SOURCE EXCERPT:
I recently had a chance to interview Brett Hinds, Ford’s Chief Engineer for electrified powertrain Systems. It was connected with a screening of the new film, The Third Industrial Revolution, about what we need to do over the next two generations (and on) to help preserve life on Earth from climate change. It’s based on a 2011 book by Jeremy Rifkin. I proudly presented Brett with my card, with a photo of my Bolt on it.

Regarding electrical range, in the cold early months of 2017, I was getting 205, maybe 210 miles on the range meter for a full charge. I was a little disappointed. Now, however, I consistently see 230 or 240 miles, or around 4.0 miles per kWh. And, I’ve noticed that the estimates the car gives me are pretty close to real-world.

Of course, I drive conservatively (it’s the only thing I do that way). I don’t stomp on the accelerator (don’t call it “the gas”) and I use the Low (L) setting all the time, with strong regeneration, so much of my braking happens without the brake pedal. “One pedal driving” is a real thing with an all-electric car, and it’s great fun when commuting. You can place yourself exactly into the available space without any braking at all. It’s a skill–perhaps even an art.

TASK DIRECTIONS:
Pick up the account of driving an all-electric Bolt after its final sentence and keep writing it.

SUPPLIED INFORMATION:
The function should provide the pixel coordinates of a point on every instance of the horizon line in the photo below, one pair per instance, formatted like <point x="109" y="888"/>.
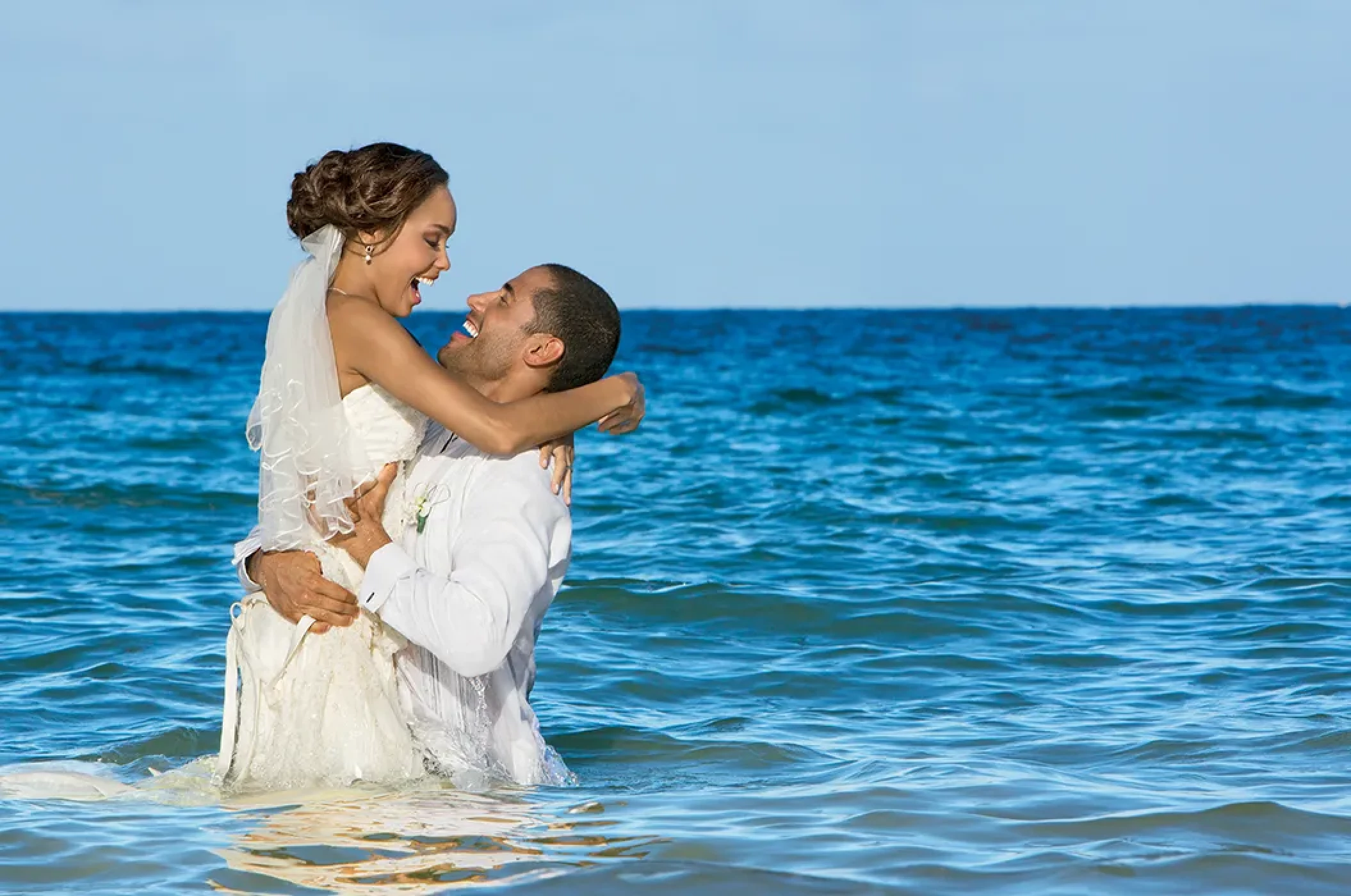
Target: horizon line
<point x="745" y="308"/>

THE REPLY:
The car certainly looks the same. No significant wear and tear to the outside that I can tell. I did pick up a chip in the windshield quite early, but with a quick fix at Safelite it hasn’t become more than an occasional sparkle in the corner of my eye when the sun shines a certain direction.

Inside, the floormats are no longer pristine, and the rear cargo area has proven to be easily marked by amplifiers and guitar cases. I use a little pad I made out of a workout mat if I feel like lugging it from my downstairs office. But the rear hatch is easy to access for musical instruments and various stuff. The gossamer-thin rear cargo shield works great for hiding my “trunk” but comes off in a flash and takes up virtually no space. The rear seats fold down easily, and when they are in place, hold adult passengers comfortably.

My Bolt has passed the granddaughters test. Before I ordered it, I needed to be sure I’d be able to drive 85 miles to my granddaughters’ house and back. When I’ve done so, I’ve returned with 40 to 50 miles left to spare!

I drove my car to the Western Automotive Journalists annual Media Days event in April in Monterey–about 100 miles away. I was able to use one of their generator trucks to fill up for the trip back. I didn’t need to visit any charging stations there or along the way.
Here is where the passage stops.